Set task: Repeat every line of the data below word for word, but leave out the pictures.

Task data:
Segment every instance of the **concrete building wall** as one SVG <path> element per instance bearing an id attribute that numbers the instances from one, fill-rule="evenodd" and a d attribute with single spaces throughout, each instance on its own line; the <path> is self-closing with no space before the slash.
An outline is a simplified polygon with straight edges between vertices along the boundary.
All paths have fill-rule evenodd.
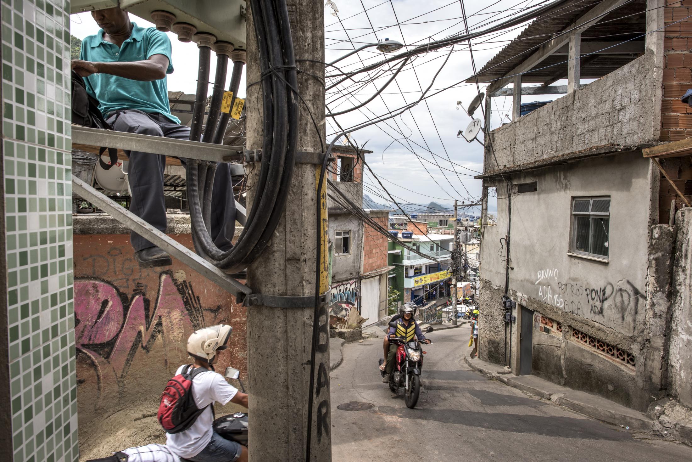
<path id="1" fill-rule="evenodd" d="M 507 246 L 500 239 L 507 232 L 507 191 L 504 184 L 498 186 L 498 224 L 484 226 L 481 247 L 482 359 L 506 364 L 511 355 L 509 362 L 518 372 L 523 305 L 537 316 L 534 373 L 646 409 L 650 396 L 658 392 L 646 379 L 655 372 L 653 363 L 644 360 L 650 217 L 648 206 L 632 204 L 650 202 L 650 168 L 649 161 L 633 153 L 511 178 L 513 183 L 536 181 L 538 190 L 511 197 L 509 295 L 517 302 L 512 312 L 517 322 L 511 326 L 504 323 L 501 305 Z M 608 262 L 570 254 L 572 199 L 596 195 L 611 199 L 609 235 L 613 237 Z M 540 329 L 541 317 L 555 324 L 549 336 Z M 598 346 L 617 348 L 623 360 L 601 354 Z M 629 357 L 635 367 L 628 364 Z"/>
<path id="2" fill-rule="evenodd" d="M 484 171 L 625 150 L 658 141 L 661 72 L 646 54 L 491 132 Z M 495 161 L 497 158 L 497 162 Z M 498 165 L 499 164 L 499 165 Z"/>
<path id="3" fill-rule="evenodd" d="M 190 234 L 170 236 L 193 247 Z M 170 267 L 140 267 L 129 235 L 75 235 L 74 240 L 80 429 L 128 407 L 155 411 L 165 382 L 191 361 L 188 337 L 206 326 L 233 327 L 217 368 L 233 365 L 246 375 L 246 311 L 234 296 L 174 259 Z"/>
<path id="4" fill-rule="evenodd" d="M 334 252 L 331 269 L 332 281 L 357 278 L 361 274 L 363 254 L 363 226 L 361 222 L 352 213 L 342 213 L 330 210 L 327 233 L 329 241 L 335 242 L 335 233 L 338 231 L 351 232 L 351 249 L 348 254 L 338 255 Z"/>
<path id="5" fill-rule="evenodd" d="M 0 459 L 76 461 L 69 2 L 4 1 Z"/>

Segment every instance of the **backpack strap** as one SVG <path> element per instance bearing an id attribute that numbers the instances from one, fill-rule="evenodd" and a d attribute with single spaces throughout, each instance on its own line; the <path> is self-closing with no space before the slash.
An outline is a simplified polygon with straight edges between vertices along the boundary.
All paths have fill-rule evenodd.
<path id="1" fill-rule="evenodd" d="M 192 369 L 192 372 L 190 371 L 190 369 Z M 192 368 L 192 364 L 190 364 L 190 366 L 188 366 L 188 369 L 187 369 L 187 371 L 185 371 L 185 375 L 186 376 L 188 376 L 188 380 L 192 380 L 198 374 L 201 374 L 203 372 L 206 372 L 207 371 L 210 371 L 210 369 L 208 369 L 208 368 L 206 368 L 205 367 L 196 367 L 196 368 Z M 207 407 L 210 407 L 212 409 L 212 420 L 216 420 L 216 411 L 214 410 L 214 402 L 212 401 L 211 402 L 211 404 L 210 404 L 210 405 L 208 405 L 207 406 Z M 206 409 L 206 408 L 205 408 L 205 409 Z M 200 413 L 200 414 L 201 414 L 201 413 Z"/>

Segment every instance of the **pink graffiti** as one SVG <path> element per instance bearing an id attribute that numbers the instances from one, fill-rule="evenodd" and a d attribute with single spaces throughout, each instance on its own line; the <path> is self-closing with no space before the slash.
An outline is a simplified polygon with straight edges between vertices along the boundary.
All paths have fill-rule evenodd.
<path id="1" fill-rule="evenodd" d="M 160 275 L 153 309 L 141 294 L 128 301 L 102 281 L 75 280 L 74 294 L 76 348 L 94 366 L 100 397 L 119 389 L 137 351 L 149 353 L 158 339 L 167 365 L 184 361 L 186 332 L 199 328 L 202 319 L 199 298 L 189 285 L 179 287 L 170 272 Z"/>

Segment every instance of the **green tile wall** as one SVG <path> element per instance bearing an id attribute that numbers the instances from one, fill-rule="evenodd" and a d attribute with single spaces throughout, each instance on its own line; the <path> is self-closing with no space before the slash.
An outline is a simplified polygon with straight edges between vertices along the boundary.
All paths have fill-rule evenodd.
<path id="1" fill-rule="evenodd" d="M 0 0 L 14 462 L 78 459 L 69 1 Z"/>

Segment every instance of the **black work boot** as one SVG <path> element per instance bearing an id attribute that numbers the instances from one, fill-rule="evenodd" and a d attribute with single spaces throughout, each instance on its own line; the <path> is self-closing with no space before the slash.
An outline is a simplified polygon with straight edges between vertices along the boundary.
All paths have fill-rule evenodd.
<path id="1" fill-rule="evenodd" d="M 171 257 L 157 247 L 143 249 L 134 253 L 139 265 L 143 268 L 157 266 L 168 266 L 172 264 Z"/>

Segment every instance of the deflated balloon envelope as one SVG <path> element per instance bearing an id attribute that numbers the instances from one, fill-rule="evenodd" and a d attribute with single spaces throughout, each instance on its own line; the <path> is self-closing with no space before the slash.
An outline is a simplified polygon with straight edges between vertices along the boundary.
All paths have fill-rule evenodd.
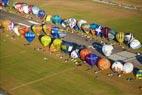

Solution to this problem:
Segment every instance of the **concrete building wall** as one SVG <path> element per instance bearing an id attribute that numbers the instances from one, fill-rule="evenodd" and a d attribute with single spaces throughout, each instance on its own line; the <path> is self-closing with no space before the slash.
An outline is a simplified polygon with straight edges between vertices along the boundary.
All paths have fill-rule evenodd.
<path id="1" fill-rule="evenodd" d="M 507 246 L 500 239 L 507 232 L 507 191 L 504 184 L 498 186 L 498 224 L 484 226 L 481 247 L 482 359 L 506 364 L 511 355 L 509 362 L 518 372 L 523 305 L 537 316 L 534 373 L 646 409 L 650 396 L 658 392 L 646 379 L 655 372 L 653 363 L 644 360 L 650 217 L 648 206 L 632 204 L 650 202 L 650 168 L 649 161 L 633 153 L 511 178 L 513 183 L 536 181 L 538 190 L 511 197 L 509 295 L 517 302 L 512 312 L 517 322 L 511 326 L 504 323 L 501 305 Z M 608 262 L 570 254 L 572 199 L 596 195 L 611 199 L 609 235 L 613 237 Z M 540 329 L 541 317 L 555 324 L 549 336 Z M 598 346 L 617 348 L 623 360 L 601 354 Z M 629 357 L 635 367 L 628 364 Z"/>
<path id="2" fill-rule="evenodd" d="M 484 171 L 625 150 L 658 141 L 661 72 L 646 54 L 491 132 Z M 495 161 L 497 158 L 497 162 Z M 498 165 L 499 164 L 499 165 Z"/>
<path id="3" fill-rule="evenodd" d="M 190 234 L 170 236 L 193 247 Z M 170 267 L 140 267 L 129 235 L 75 235 L 74 240 L 80 429 L 128 407 L 155 411 L 165 382 L 191 361 L 188 337 L 206 326 L 233 327 L 217 368 L 233 365 L 246 375 L 246 311 L 234 296 L 174 259 Z"/>
<path id="4" fill-rule="evenodd" d="M 334 252 L 331 269 L 332 281 L 357 278 L 361 274 L 363 254 L 363 226 L 361 222 L 352 213 L 342 213 L 330 210 L 327 233 L 329 241 L 335 242 L 335 233 L 338 231 L 351 232 L 351 249 L 348 254 L 338 255 Z"/>
<path id="5" fill-rule="evenodd" d="M 0 459 L 76 461 L 69 2 L 4 1 Z"/>

Segment every instance of the **backpack strap** as one SVG <path> element per instance bearing an id attribute that numbers the instances from one, fill-rule="evenodd" and a d attribute with single spaces throughout, each instance on its own line; the <path> is self-closing with no space before the slash.
An outline is a simplified polygon with straight edges between vertices along the boundary.
All paths have fill-rule evenodd.
<path id="1" fill-rule="evenodd" d="M 192 369 L 192 372 L 190 371 L 190 369 Z M 192 368 L 192 364 L 190 364 L 190 366 L 188 366 L 188 369 L 187 369 L 187 371 L 185 371 L 185 375 L 186 376 L 188 376 L 188 380 L 192 380 L 198 374 L 201 374 L 203 372 L 206 372 L 207 371 L 210 371 L 210 369 L 208 369 L 208 368 L 206 368 L 205 367 L 196 367 L 196 368 Z M 207 407 L 210 407 L 212 409 L 212 420 L 216 420 L 216 411 L 214 410 L 214 402 L 212 401 L 211 402 L 211 404 L 210 404 L 210 405 L 208 405 L 207 406 Z M 206 409 L 206 408 L 205 408 L 205 409 Z M 200 413 L 200 414 L 201 414 L 201 413 Z"/>

Segment every instance of the **pink graffiti** as one SVG <path> element per instance bearing an id attribute that numbers the instances from one, fill-rule="evenodd" and a d attribute with single spaces throughout, each instance on its own line; the <path> is self-closing with no space before the slash.
An outline is a simplified polygon with straight edges between vertices along the boundary.
All paths have fill-rule evenodd.
<path id="1" fill-rule="evenodd" d="M 160 275 L 153 309 L 141 294 L 128 301 L 102 281 L 75 280 L 74 294 L 76 348 L 94 366 L 100 397 L 119 389 L 137 351 L 149 353 L 158 339 L 167 365 L 184 361 L 186 332 L 199 328 L 202 319 L 199 298 L 189 285 L 179 287 L 170 272 Z"/>

Segment every instance of the **green tile wall** as one SVG <path> element per instance bearing an id attribute that numbers the instances from one, fill-rule="evenodd" and a d attribute with single spaces throughout, each instance on its own line; the <path> is self-closing with no space before the slash.
An outline is a simplified polygon with straight edges between vertices along the boundary.
All paths have fill-rule evenodd.
<path id="1" fill-rule="evenodd" d="M 0 0 L 14 462 L 78 459 L 69 1 Z"/>

Segment every instance of the **black work boot** as one SVG <path> element per instance bearing an id attribute that numbers the instances from one, fill-rule="evenodd" and a d attribute with single spaces throughout, each instance on its own line; the <path> is self-closing with no space before the slash.
An outline is a simplified polygon with straight edges between vertices along the boundary.
All paths have fill-rule evenodd.
<path id="1" fill-rule="evenodd" d="M 171 257 L 157 247 L 143 249 L 134 253 L 139 265 L 143 268 L 157 266 L 168 266 L 172 264 Z"/>

Segment every instance of the deflated balloon envelope as one SVG <path> element per instance bearing an id attribute that numbers the instances from one, fill-rule="evenodd" and a d attribute with single spaces throughout, each instance on its own line; the <path> is self-closing with no space before the slash.
An outline is a simplified polygon with straight edges between vertices along the boundary.
All paths have fill-rule evenodd.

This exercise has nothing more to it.